● Consigne 1:
Reproduisez sans aucun changement le passage de la lettre sur Napoléon et le pape qui s'ouvre sur les mots contenant "Très-Saint-Père, j’ai mis" et se clôt sur "réflexion arrangerait facilement.".
● Consigne 2:
Poursuivez la lettre sur Napoléon et le pape à partir de sa dernière phrase.

Napoléon et la Pape – Une lettre à Eugène

Napoléon et Pie VIINapoléon et Pie VII

Dresde, 22 juillet 1807

Très-Saint-Père, j’ai mis la lettre de Votre Sainteté sous les yeux de l’Empereur, mon très-honoré père et souverain [1]C’est Eugène qui écrit, qui m’a répondu, de Dresde, une longue lettre dont je communiquerai à Votre Sainteté un extrait, pour lui faire connaître les sentiments de Sa Majesté et ne lui rien cacher sur la situation actuelle de ses affaires qu’un peu de charité, de prudence et de réflexion arrangerait facilement.

Eugène de Beauharnais
Eugène de Beauharnais

Que Votre Sainteté me permette de le lui dire, toutes les discussions qu’élève la cour de Rome ont pour but de piquer un grand souverain qui, pénétré de sentiments religieux, sent les immenses services qu’il a rendus à la religion, soit en France, soit en Italie, soit en Allemagne, soit en Pologne, soit en Saxe. Il sait que le monde le regarde comme la colonne de la foi chrétienne, et les ennemis de la religion comme un prince qui a rendu à la religion catholique, en Europe, la suprématie qu’elle avait perdue.

La cour de Rome est-elle mue par l’amour de la religion, lorsque sous de vains prétextes, dans des choses où un peu de modération peut tout arranger, elle prend le ton de la menace et offusque les droits du trône, non moins sacrés que ceux de la tiare ? Si Votre Sainteté est vraiment mue par le sentiment de ses devoirs et du bien de la religion, qu’elle envoie des pleins pouvoirs au cardinal-légat à Paris, et, en huit jours, tout cela finira. Si elle ne veut point prendre ce parti, son pontificat aura été plus funeste pour la cour de Rome que celui où l’Allemagne, le Nord et l’Angleterre se séparaient d’elle.

 

« – Mon Fils, j’ai vu dans la lettre de Sa Sainteté, que certainement elle n’a pas écrite (sic), qu’elle me menace.

Croirait-elle donc que les droits du trône sont moins sacrés aux yeux de Dieu que ceux de la tiare ? Il y avait des rois avant qu’il y eût des papes.

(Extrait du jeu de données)
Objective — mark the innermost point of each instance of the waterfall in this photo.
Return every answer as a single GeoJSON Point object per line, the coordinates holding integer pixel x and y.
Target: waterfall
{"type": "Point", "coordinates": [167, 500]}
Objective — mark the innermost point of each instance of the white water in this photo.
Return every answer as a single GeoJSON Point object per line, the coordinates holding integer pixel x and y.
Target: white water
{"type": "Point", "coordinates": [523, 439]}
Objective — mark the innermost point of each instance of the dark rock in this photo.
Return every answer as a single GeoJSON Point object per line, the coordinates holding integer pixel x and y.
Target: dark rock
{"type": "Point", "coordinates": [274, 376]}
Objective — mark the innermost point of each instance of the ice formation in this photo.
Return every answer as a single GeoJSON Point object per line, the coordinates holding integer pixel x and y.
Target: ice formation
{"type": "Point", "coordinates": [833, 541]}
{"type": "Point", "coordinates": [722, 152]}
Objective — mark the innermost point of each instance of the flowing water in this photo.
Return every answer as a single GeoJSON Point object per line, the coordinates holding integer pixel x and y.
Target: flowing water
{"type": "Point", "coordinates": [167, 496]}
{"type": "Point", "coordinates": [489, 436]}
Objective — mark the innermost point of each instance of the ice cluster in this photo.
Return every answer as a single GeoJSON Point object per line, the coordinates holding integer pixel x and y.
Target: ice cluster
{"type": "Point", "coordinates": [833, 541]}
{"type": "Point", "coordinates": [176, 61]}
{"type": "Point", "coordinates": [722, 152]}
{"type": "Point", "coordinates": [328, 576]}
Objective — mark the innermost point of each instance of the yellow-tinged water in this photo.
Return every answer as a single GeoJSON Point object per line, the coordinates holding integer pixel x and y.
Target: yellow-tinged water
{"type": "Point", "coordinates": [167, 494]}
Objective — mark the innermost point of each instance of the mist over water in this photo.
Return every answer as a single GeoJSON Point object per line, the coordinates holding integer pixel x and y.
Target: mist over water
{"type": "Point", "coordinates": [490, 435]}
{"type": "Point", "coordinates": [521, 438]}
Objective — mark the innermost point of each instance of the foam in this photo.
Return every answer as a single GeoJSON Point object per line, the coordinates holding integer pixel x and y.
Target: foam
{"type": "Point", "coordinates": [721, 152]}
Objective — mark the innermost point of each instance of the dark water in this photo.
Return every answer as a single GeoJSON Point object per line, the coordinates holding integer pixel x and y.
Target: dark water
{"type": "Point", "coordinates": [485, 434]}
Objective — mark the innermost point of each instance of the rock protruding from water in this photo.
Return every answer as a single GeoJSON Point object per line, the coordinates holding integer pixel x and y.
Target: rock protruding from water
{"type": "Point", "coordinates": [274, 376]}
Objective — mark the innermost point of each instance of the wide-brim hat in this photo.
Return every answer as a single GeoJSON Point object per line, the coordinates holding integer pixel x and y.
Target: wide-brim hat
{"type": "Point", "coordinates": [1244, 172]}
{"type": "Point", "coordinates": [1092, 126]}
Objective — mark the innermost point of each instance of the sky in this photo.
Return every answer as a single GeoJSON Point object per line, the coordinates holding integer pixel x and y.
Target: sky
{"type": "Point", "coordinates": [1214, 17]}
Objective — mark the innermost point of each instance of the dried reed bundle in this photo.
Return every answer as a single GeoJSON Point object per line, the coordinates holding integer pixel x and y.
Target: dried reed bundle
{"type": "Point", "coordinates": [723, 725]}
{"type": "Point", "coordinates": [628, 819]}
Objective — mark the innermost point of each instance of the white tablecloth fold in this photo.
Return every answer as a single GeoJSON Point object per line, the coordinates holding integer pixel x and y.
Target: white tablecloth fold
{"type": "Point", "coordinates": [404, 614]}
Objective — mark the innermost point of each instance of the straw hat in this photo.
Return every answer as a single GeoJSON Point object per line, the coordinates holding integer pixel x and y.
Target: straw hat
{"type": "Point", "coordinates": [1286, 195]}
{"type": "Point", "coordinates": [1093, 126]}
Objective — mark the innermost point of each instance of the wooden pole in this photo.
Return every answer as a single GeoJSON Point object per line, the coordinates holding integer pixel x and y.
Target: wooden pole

● Réponse rédigée 1:
Très-Saint-Père, j’ai mis la lettre de Votre Sainteté sous les yeux de l’Empereur, mon très-honoré père et souverain [1]C’est Eugène qui écrit, qui m’a répondu, de Dresde, une longue lettre dont je communiquerai à Votre Sainteté un extrait, pour lui faire connaître les sentiments de Sa Majesté et ne lui rien cacher sur la situation actuelle de ses affaires qu’un peu de charité, de prudence et de réflexion arrangerait facilement.

● Réponse rédigée 2:
Ils veulent, disent-ils, publier tout le mal que je fais à la religion. Les insensés ! ils ne savent pas qu’il n’y a pas un coin du monde, en Allemagne, en Italie, en Pologne, où je n’aie fait encore plus de bien à la religion que le Pape n’y fait de mal, non par mauvaise intention, mais par les conseils irascibles de quelques hommes bornés qui l’entourent. Ils veulent me dénoncer à la chrétienté ! Cette ridicule pensée ne peut appartenir qu’à une profonde ignorance du siècle où nous sommes ; il y a une erreur de mille ans de date.

Le Pape qui se porterait à une telle démarche cesserait d’être Pape à mes yeux. Je ne le considérerais que comme l’Antéchrist envoyé pour bouleverser le monde et faire du mal aux hommes, et je remercierais Dieu de son impuissance. Si cela était ainsi, je séparerais mes peuples de toute communication avec Rome, et j’y établirais une police. Elle me répondrait que les scènes qui ont eu lieu ne se renouvelleront plus, telles que ces prières mystérieuses et ces réunions souterraines imaginées pour alarmer les âmes timorées.

La cour de Rome prêche la rébellion depuis deux ans; elle l’a prêchée à Lucques, elle la prêche en Italie. Je souffre depuis longtemps de tout le bien que j’ai fait; je le souffre du Pape actuel, que je cesserai de reconnaître le jour où je serai persuadé que ces tracasseries viennent de lui. je ne le souffrirais pas d’un autre Pape.

Que veut faire Pie VII en me dénonçant à la chrétienté

Mettre mes trônes en interdit, m’excommunier ? Pense-t-il que les armes tomberont des mains de mes soldats ? Et mettre le poignard aux mains de mes peuples pour m’égorger ? Cette infâme doctrine, des papes furibonds et nés pour le malheur des hommes l’ont prêchée. Il ne resterait plus au Saint-Père qu’à me faire couper les cheveux et à m’enfermer dans un monastère.

Croit-il notre siècle revenu à l’ignorance et à l’abrutissement du IXe siècle ? Me prend-il pour Louis le Débonnaire ?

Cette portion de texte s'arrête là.